Problem statement ->
Switch "drop a marker" to "place a pin" in the lines below, starting at the line that contains "point: distant building" and ending at the line that contains "column 67, row 13", and give only those lines again with nothing else changed.

━━━ Excerpted data ━━━

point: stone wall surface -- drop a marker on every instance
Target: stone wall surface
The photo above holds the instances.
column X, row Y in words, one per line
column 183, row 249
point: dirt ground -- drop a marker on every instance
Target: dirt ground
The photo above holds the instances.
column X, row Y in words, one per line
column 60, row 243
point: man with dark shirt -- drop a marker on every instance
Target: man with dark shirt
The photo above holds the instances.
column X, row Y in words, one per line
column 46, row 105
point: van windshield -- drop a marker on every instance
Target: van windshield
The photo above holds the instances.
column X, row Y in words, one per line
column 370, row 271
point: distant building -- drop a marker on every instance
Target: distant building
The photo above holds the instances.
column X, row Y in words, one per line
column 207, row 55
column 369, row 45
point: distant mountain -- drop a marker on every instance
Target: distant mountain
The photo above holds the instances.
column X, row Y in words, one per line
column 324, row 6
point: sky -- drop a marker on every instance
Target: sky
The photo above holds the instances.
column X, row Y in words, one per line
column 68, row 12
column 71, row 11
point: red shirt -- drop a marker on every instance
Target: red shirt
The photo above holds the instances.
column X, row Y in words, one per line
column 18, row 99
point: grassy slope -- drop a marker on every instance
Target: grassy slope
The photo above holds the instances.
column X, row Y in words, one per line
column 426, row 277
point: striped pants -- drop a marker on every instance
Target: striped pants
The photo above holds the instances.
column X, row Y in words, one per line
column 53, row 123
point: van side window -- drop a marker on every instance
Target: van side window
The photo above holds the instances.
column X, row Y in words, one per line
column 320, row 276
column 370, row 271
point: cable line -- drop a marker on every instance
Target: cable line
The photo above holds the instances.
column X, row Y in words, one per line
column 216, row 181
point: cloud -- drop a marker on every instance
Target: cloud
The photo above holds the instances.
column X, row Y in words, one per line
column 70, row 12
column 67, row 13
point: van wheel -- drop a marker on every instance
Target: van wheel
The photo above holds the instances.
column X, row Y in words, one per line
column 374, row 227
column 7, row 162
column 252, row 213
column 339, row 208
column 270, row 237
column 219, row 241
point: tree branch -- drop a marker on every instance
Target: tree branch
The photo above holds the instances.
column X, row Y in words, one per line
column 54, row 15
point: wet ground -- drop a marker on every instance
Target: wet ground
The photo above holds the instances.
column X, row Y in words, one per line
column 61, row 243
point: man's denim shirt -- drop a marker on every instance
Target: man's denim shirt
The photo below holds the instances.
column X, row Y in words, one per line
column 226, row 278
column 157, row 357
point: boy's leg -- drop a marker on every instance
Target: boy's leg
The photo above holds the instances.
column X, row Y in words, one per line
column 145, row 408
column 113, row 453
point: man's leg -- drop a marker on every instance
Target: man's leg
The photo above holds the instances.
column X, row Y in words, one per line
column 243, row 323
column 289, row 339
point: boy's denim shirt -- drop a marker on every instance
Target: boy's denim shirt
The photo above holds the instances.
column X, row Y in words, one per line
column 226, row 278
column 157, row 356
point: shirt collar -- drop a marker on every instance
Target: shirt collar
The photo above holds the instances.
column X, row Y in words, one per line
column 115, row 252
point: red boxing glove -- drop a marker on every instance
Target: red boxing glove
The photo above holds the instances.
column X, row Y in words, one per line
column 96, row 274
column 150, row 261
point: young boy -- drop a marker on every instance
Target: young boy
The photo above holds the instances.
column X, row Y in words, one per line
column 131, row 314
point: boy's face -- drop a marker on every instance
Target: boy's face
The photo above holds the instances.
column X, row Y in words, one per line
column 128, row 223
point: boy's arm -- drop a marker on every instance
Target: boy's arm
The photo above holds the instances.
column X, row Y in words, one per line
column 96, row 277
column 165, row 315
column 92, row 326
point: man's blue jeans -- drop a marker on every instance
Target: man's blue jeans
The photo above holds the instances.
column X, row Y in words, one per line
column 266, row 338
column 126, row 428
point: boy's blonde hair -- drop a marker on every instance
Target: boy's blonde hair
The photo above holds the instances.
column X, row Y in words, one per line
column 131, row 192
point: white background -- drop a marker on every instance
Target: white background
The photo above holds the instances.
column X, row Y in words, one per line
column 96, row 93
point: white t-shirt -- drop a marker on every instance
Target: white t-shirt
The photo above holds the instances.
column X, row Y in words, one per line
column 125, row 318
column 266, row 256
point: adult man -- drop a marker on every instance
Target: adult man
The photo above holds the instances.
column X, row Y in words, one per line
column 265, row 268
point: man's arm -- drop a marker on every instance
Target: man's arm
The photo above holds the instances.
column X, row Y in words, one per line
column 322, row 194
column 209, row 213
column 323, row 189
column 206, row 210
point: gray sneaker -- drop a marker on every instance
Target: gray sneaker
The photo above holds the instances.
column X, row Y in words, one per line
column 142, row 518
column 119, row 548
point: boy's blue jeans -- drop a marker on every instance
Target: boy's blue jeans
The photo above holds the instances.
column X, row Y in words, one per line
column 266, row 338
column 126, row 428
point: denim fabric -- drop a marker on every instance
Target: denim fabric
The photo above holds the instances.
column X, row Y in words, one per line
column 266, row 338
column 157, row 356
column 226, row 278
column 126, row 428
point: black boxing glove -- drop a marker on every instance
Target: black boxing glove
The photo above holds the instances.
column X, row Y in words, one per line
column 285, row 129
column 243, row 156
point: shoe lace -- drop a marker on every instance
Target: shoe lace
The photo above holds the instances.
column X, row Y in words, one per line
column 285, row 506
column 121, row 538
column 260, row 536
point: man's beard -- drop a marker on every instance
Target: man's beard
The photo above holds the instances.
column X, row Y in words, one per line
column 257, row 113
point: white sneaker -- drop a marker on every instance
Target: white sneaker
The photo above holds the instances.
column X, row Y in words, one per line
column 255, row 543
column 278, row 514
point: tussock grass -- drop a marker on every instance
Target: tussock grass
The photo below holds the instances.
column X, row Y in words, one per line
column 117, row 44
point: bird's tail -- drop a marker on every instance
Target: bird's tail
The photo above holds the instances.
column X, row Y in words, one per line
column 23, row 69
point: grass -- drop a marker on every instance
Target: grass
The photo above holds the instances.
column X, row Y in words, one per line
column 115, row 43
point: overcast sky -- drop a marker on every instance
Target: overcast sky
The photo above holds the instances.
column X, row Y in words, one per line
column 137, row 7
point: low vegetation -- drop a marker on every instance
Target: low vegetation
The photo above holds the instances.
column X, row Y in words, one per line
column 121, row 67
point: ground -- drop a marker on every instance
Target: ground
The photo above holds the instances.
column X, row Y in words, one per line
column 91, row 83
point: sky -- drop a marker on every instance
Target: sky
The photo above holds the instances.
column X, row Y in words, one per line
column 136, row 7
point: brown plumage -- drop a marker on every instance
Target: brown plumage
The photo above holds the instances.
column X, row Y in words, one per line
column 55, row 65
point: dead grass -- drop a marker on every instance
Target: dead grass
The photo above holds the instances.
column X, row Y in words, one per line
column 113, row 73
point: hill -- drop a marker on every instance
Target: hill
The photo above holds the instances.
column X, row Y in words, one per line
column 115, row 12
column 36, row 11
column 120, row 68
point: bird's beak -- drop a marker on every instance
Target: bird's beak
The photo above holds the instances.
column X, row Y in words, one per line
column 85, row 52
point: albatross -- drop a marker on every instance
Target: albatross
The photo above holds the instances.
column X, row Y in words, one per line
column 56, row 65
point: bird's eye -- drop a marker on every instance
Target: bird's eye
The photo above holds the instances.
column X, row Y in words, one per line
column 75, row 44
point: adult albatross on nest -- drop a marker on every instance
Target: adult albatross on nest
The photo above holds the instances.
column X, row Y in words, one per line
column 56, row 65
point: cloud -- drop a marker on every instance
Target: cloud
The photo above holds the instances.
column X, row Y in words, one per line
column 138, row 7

━━━

Correct response ->
point: distant building -- place a pin on every instance
Target: distant building
The photo above holds the instances.
column X, row Y in words, one per line
column 207, row 55
column 369, row 45
point: distant mountain -- place a pin on every instance
Target: distant mountain
The photo above holds the instances.
column X, row Y in words, one per line
column 324, row 6
point: sky -- place a pin on every instance
Target: sky
The photo above holds the instances.
column X, row Y in words, one per line
column 68, row 12
column 71, row 11
point: red shirt -- place a pin on every instance
Target: red shirt
The photo above holds the instances.
column X, row Y in words, one per line
column 18, row 99
point: grassy slope -- place a pin on every instance
Target: grassy slope
The photo above holds the instances.
column X, row Y in words, one per line
column 426, row 277
point: striped pants -- place a pin on every instance
Target: striped pants
The photo above holds the instances.
column X, row Y in words, one per line
column 53, row 123
point: van side window -- place a pin on every instance
Target: van side window
The photo above holds the instances.
column X, row Y in words, one per line
column 320, row 276
column 370, row 271
point: cable line -- place a pin on every instance
Target: cable line
The photo above holds the instances.
column X, row Y in words, one per line
column 216, row 181
point: cloud -- place a pin on every instance
Target: cloud
The photo above holds the instances.
column X, row Y in words, one per line
column 70, row 12
column 67, row 13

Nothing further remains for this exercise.